Bounding box annotation entries
-- -- --
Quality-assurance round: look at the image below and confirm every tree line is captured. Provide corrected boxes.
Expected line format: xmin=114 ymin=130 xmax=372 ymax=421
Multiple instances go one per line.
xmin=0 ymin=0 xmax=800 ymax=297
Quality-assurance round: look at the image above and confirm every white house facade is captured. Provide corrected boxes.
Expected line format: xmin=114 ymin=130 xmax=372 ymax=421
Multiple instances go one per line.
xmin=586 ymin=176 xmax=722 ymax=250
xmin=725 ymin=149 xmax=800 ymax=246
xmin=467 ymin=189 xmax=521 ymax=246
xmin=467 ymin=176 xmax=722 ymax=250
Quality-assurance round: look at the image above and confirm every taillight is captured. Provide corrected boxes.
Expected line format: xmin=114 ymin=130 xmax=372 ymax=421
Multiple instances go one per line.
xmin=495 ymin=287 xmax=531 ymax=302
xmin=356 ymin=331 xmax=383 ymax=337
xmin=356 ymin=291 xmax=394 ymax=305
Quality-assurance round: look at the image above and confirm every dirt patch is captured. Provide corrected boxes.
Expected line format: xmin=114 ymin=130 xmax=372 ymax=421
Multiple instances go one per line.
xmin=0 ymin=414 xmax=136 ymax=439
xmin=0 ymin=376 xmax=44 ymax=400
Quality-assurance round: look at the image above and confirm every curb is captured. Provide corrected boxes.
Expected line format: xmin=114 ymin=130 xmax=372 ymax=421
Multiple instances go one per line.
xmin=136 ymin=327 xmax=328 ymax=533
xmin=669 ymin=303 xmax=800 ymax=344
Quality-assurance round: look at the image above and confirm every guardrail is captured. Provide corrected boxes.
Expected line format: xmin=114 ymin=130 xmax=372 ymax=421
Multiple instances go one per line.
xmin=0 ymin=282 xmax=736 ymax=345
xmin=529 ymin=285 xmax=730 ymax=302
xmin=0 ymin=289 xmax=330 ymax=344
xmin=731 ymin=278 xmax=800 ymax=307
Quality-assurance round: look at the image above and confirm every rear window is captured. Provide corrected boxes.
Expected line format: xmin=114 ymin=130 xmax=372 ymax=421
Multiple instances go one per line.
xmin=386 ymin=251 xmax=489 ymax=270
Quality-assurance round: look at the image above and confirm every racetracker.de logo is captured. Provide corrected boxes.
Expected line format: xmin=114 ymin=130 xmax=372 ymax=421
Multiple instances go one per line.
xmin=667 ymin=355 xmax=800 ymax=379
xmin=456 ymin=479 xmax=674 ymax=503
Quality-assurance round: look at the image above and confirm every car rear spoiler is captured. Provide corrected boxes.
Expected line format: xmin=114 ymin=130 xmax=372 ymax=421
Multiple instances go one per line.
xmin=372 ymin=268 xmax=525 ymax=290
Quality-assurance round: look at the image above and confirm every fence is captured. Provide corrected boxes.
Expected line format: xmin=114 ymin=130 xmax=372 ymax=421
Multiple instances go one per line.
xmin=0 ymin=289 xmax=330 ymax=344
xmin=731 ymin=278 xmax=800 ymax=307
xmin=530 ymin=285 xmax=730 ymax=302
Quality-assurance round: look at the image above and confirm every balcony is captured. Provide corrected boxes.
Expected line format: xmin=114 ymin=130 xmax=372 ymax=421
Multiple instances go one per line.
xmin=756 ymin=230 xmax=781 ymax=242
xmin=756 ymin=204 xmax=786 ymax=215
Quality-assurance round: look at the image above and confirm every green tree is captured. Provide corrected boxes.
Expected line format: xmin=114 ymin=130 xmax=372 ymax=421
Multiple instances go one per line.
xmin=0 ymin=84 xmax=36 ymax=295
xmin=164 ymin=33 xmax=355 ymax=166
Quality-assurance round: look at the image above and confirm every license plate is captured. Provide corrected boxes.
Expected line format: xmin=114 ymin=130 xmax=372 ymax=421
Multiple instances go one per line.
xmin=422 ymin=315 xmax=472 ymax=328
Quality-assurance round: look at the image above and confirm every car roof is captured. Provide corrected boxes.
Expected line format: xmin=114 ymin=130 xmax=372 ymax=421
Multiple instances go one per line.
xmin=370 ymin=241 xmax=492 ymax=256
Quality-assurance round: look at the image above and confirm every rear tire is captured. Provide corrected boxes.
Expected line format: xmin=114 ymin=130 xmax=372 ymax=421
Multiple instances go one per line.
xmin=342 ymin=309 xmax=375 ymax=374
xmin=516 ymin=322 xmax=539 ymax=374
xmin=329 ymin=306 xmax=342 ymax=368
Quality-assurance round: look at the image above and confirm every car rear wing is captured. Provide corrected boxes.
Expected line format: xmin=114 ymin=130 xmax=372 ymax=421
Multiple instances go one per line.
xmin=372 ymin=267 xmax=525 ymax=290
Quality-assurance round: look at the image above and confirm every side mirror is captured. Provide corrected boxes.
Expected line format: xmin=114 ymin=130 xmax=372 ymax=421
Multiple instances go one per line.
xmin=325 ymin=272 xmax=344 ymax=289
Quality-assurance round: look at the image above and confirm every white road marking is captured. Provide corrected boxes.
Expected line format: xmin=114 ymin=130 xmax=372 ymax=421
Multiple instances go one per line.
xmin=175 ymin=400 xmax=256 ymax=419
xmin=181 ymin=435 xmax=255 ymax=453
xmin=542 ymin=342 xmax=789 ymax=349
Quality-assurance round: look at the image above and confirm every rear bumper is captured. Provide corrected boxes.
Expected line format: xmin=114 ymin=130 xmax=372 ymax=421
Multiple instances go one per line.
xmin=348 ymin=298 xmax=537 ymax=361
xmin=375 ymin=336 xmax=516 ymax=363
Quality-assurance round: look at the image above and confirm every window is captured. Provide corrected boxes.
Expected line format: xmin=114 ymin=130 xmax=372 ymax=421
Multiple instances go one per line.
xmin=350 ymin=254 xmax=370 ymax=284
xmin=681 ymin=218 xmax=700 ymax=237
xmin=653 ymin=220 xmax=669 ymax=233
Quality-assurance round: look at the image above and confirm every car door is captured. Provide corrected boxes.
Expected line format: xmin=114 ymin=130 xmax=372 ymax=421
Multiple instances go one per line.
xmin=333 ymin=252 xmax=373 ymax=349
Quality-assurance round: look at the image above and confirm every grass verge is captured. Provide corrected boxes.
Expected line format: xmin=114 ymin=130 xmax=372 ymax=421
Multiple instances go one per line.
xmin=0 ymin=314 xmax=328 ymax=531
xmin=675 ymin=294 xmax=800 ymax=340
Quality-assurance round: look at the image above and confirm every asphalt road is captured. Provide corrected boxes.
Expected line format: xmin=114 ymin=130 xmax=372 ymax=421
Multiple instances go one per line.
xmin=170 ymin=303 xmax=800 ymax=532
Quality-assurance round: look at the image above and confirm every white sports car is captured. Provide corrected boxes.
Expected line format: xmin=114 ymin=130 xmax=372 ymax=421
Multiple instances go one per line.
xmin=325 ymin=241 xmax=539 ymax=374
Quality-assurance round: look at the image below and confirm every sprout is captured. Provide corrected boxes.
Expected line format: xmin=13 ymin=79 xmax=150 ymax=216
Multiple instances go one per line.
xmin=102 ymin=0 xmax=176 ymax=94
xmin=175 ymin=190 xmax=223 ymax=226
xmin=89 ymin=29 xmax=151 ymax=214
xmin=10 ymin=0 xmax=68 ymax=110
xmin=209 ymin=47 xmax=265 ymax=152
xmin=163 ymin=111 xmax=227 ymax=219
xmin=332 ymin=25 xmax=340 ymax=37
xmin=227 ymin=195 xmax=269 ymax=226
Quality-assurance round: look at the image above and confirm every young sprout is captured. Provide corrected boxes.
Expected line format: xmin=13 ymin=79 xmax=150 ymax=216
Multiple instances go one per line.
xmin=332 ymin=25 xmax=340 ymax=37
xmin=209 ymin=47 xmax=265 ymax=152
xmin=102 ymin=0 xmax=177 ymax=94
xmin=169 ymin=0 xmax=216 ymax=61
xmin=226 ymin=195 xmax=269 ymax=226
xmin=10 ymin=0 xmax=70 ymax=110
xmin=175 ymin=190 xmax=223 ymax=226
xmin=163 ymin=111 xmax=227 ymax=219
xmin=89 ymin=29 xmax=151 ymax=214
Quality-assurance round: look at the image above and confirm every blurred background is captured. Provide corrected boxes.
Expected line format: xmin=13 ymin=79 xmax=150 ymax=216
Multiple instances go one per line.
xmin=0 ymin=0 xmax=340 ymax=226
-- -- --
- **WHAT IS BEING ASKED**
Lay out the lines from the one containing "balcony is captured. Provide corrected boxes." through the one containing "xmin=164 ymin=33 xmax=355 ymax=166" as a two-column CSV with the headers request and boxes, one row per request. Put the request text and its answer each in a single quoted field, with line breaks replaced by spaces.

- **THE ANSWER**
request,boxes
"Quality-assurance round: look at the image above and confirm every balcony is captured. Provide corrected boxes. Expected line format: xmin=114 ymin=130 xmax=372 ymax=421 Multiple instances go one per line.","xmin=756 ymin=230 xmax=781 ymax=242 xmin=756 ymin=204 xmax=786 ymax=215"
"Quality-assurance round: look at the image above and confirm every green tree is captured. Provide corrected boxes. Expected line format: xmin=114 ymin=130 xmax=372 ymax=421 Multiple instances go one per line.","xmin=0 ymin=84 xmax=36 ymax=295 xmin=164 ymin=33 xmax=355 ymax=166"